▸ INSTRUÇÃO DE TRABALHO 1
Diga se cada afirmação concorda com o texto sobre a eletrificação de Santo Estêvão, respondendo sim ou não e citando as palavras do texto que decidem: (a) as propostas do concurso público foram abertas no dia 20; (b) o orador já conhece o resultado do concurso; (c) no distrito de Santarém há cinco concessionários de fornecimento de energia elétrica.
▸ INSTRUÇÃO DE TRABALHO 2
Segundo o texto sobre a eletrificação de Santo Estêvão, que concelhos apresentaram reclamações há pouco tempo?
▸ INSTRUÇÃO DE TRABALHO 3
Transcreva do texto sobre a eletrificação de Santo Estêvão o trecho que vai de "Ignoro ainda o" até "Almeirim e Alcanena.".

▸ TEXTO DO DOCUMENTO
◇ ◇ ◇ ◇ ◇ ◇ ◇
Sem a satisfação destas exigências, que a Câmara não pode aceitar e são contrárias ao que foi estabelecido pela Direcção-Geral dos Serviços Eléctricos, a empresa concessionária não se manifesta disposta a dar seguimento à obra, privando assim a freguesia de Santo Estêvão de um melhoramento tão importante, como tal reconhecido pelo Estado e que as populações locais há muito consideram uma das mais instantes necessidades sob todos os aspectos.

Vozes: - Muito bem, muito bem!

O Orador: - Reconheceu-se, entretanto, que não era legal a consulta ou concurso privado feito, como referi, pela empresa concessionária para a obtenção de orçamentos, e foi aberto concurso público, cujas propostas foram abertas no dia 20 último.

Ignoro ainda o resultado deste concurso. Mas qualquer que ele tenha sido, não posso deixar de registar aqui a estranheza suscitada em toda a população do concelho de Benavente pela atitude da empresa concessionária do fornecimento de energia eléctrica a grande número de terras do distrito de Santarém e que, sem ter em consideração as obrigações, pelo menos morais, que este privilégio lhe impõe, tem levantado as dificuldades que expus à electrificação ide Santo Estêvão. Mas as reclamações na sua área de exploração são numerosas. Ainda há pouco foram apresentadas reclamações pelos concelhos de Almeirim e Alcanena.

No distrito de Santarém há quatro concessionários de fornecimento de energia eléctrica, pois só com a Hidroeléctrica Alto Alentejo se verificam estas dissidências, com manifesta intenção de não cumprir as disposições contratuais que subscreveu.
◇ ◇ ◇ ◇ ◇ ◇ ◇
Dados de referência com base em imagens
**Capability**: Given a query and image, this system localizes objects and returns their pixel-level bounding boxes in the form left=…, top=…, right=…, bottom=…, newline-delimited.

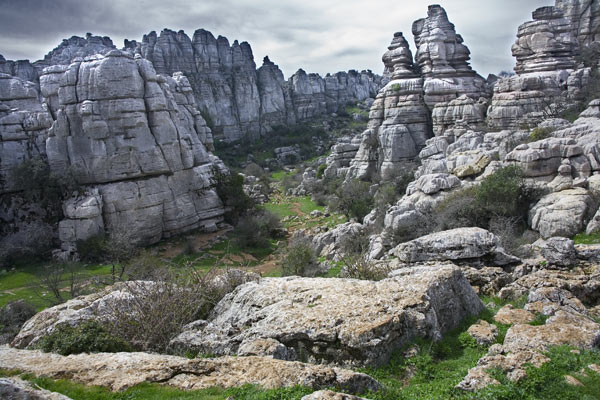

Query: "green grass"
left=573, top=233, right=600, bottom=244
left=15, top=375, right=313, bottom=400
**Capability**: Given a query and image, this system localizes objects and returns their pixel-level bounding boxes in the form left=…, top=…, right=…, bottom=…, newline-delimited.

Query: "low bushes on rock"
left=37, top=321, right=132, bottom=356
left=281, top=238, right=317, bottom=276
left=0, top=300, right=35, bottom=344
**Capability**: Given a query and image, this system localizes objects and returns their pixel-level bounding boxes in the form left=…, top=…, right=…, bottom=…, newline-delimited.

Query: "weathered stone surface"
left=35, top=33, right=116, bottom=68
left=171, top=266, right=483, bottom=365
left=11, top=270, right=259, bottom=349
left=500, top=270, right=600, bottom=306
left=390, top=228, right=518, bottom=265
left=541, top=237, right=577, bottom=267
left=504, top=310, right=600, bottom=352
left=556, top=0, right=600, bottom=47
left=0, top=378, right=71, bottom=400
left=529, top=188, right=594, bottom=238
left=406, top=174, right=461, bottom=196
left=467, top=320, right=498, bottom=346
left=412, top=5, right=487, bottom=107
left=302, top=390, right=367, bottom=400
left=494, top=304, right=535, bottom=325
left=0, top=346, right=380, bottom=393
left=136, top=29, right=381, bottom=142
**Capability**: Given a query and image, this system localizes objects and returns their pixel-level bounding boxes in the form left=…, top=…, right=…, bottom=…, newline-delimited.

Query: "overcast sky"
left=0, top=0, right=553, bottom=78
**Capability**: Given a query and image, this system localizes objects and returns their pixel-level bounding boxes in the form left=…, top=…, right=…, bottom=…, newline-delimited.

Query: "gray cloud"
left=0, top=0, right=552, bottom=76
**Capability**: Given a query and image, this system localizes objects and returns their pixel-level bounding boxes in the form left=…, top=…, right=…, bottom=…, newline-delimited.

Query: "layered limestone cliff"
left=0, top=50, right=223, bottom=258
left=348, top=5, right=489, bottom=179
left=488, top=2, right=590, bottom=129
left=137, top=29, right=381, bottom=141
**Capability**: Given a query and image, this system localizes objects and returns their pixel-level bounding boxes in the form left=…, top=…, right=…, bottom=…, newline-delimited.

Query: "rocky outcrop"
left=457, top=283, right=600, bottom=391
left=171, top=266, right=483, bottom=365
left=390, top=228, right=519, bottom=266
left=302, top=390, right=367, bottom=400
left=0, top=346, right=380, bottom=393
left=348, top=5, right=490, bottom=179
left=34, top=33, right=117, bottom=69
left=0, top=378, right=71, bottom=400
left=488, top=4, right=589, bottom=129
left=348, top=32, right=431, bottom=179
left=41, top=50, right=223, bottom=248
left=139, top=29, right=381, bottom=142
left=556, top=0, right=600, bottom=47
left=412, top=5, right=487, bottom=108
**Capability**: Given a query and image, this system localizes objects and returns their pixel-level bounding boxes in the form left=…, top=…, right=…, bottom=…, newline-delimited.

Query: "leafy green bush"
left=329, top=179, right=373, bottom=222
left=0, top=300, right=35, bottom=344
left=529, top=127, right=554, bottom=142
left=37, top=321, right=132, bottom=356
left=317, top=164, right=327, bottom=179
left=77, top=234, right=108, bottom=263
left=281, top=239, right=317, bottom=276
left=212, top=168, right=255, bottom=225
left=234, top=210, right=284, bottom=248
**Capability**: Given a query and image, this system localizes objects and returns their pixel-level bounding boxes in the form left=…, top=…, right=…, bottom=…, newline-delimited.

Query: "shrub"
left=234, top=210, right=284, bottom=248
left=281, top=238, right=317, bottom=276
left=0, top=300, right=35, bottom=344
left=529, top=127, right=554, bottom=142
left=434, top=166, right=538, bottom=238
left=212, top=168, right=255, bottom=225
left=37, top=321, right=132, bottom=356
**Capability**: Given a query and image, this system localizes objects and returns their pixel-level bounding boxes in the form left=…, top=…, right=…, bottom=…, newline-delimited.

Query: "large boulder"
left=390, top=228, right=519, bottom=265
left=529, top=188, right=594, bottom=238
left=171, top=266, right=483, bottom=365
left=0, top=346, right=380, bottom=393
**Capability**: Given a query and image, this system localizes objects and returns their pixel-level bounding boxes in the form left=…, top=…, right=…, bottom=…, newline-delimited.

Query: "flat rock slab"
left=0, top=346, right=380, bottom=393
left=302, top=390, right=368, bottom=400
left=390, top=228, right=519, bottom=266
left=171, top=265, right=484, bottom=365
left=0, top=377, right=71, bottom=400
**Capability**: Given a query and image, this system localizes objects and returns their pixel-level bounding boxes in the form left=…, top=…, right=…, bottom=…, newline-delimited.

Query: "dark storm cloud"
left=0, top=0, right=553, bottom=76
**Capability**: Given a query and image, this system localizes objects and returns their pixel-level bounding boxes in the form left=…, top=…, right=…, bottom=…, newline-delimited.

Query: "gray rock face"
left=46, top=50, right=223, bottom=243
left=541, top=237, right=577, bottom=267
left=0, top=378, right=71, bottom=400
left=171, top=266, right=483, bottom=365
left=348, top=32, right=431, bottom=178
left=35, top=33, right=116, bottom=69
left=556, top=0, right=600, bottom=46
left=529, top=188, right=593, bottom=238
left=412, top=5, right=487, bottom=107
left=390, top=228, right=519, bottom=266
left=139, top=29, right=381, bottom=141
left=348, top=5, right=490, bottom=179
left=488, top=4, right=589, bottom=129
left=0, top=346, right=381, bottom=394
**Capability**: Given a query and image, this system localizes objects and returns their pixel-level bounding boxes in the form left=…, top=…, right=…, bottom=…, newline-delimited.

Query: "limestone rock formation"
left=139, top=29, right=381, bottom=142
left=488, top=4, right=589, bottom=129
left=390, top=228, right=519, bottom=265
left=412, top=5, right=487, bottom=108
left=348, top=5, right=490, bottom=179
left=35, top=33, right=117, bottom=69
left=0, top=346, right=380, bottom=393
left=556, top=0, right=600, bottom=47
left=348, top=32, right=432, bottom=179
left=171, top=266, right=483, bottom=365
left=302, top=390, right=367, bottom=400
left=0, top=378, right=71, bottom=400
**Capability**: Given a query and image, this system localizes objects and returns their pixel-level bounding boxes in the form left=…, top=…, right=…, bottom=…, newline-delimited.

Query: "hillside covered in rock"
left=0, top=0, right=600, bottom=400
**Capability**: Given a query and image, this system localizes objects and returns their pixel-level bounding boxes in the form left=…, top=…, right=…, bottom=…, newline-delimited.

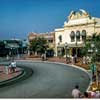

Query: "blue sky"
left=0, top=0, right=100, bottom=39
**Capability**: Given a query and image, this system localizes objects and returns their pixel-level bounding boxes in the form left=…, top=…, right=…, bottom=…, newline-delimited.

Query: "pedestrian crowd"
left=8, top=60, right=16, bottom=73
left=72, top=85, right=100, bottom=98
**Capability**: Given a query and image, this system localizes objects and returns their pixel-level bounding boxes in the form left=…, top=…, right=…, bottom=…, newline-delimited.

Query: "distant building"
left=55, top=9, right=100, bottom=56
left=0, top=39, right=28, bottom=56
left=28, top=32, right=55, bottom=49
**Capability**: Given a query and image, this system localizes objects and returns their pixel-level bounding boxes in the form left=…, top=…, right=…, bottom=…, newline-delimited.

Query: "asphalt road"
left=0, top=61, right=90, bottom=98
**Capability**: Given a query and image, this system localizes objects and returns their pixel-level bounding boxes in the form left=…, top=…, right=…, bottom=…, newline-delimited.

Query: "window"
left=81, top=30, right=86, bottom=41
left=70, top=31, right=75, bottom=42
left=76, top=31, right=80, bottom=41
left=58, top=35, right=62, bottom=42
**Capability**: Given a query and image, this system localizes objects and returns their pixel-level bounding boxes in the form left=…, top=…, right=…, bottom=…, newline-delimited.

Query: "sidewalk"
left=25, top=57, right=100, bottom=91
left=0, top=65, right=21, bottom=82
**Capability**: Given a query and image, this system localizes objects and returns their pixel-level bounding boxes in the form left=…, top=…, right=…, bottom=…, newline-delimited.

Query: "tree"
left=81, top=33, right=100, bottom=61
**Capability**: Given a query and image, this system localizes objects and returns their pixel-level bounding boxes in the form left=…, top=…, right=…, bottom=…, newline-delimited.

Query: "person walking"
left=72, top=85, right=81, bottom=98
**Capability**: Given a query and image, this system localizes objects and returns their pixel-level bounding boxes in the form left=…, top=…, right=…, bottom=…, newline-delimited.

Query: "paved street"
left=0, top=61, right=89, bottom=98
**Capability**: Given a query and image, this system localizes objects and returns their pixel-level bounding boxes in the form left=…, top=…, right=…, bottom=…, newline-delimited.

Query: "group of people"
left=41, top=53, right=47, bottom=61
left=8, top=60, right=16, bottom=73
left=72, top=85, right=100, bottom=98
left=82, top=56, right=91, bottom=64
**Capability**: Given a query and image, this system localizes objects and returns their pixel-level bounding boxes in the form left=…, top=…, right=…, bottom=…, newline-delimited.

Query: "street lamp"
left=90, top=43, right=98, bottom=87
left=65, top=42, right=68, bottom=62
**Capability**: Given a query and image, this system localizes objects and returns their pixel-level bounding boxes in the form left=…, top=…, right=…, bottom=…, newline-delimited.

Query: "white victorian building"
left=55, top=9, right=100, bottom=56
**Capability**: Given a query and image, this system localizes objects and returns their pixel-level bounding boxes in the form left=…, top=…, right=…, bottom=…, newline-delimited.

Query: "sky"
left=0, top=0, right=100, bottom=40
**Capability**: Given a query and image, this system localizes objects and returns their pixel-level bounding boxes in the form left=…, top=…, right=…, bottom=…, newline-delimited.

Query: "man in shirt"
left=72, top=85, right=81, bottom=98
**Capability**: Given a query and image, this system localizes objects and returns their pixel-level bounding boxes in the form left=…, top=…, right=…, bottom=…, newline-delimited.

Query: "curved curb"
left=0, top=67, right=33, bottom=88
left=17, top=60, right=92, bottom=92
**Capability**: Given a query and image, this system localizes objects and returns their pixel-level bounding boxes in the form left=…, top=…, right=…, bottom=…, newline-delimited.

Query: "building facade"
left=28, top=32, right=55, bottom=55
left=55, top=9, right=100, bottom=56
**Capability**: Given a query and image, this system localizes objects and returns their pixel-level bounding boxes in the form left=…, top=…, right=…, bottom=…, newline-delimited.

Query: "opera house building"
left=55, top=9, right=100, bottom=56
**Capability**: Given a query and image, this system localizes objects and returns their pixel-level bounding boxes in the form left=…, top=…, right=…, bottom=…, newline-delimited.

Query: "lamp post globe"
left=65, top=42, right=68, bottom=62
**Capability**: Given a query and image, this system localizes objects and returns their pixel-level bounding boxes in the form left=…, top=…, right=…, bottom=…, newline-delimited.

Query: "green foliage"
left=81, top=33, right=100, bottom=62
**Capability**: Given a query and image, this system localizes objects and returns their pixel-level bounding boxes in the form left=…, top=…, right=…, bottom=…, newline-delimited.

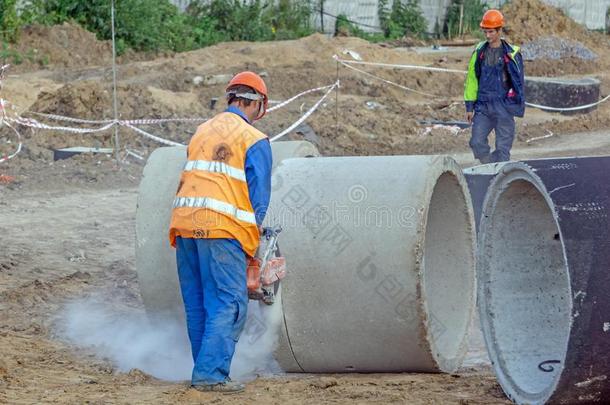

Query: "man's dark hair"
◇ ◇ ◇ ◇ ◇ ◇ ◇
▸ RESPOSTA FINAL 1
(a) Sim: "foi aberto concurso público, cujas propostas foram abertas no dia 20 último."
(b) Não: "Ignoro ainda o resultado deste concurso."
(c) Não: "No distrito de Santarém há quatro concessionários de fornecimento de energia eléctrica"

▸ RESPOSTA FINAL 2
Os concelhos de Almeirim e Alcanena.

▸ RESPOSTA FINAL 3
Ignoro ainda o resultado deste concurso. Mas qualquer que ele tenha sido, não posso deixar de registar aqui a estranheza suscitada em toda a população do concelho de Benavente pela atitude da empresa concessionária do fornecimento de energia eléctrica a grande número de terras do distrito de Santarém e que, sem ter em consideração as obrigações, pelo menos morais, que este privilégio lhe impõe, tem levantado as dificuldades que expus à electrificação ide Santo Estêvão. Mas as reclamações na sua área de exploração são numerosas. Ainda há pouco foram apresentadas reclamações pelos concelhos de Almeirim e Alcanena.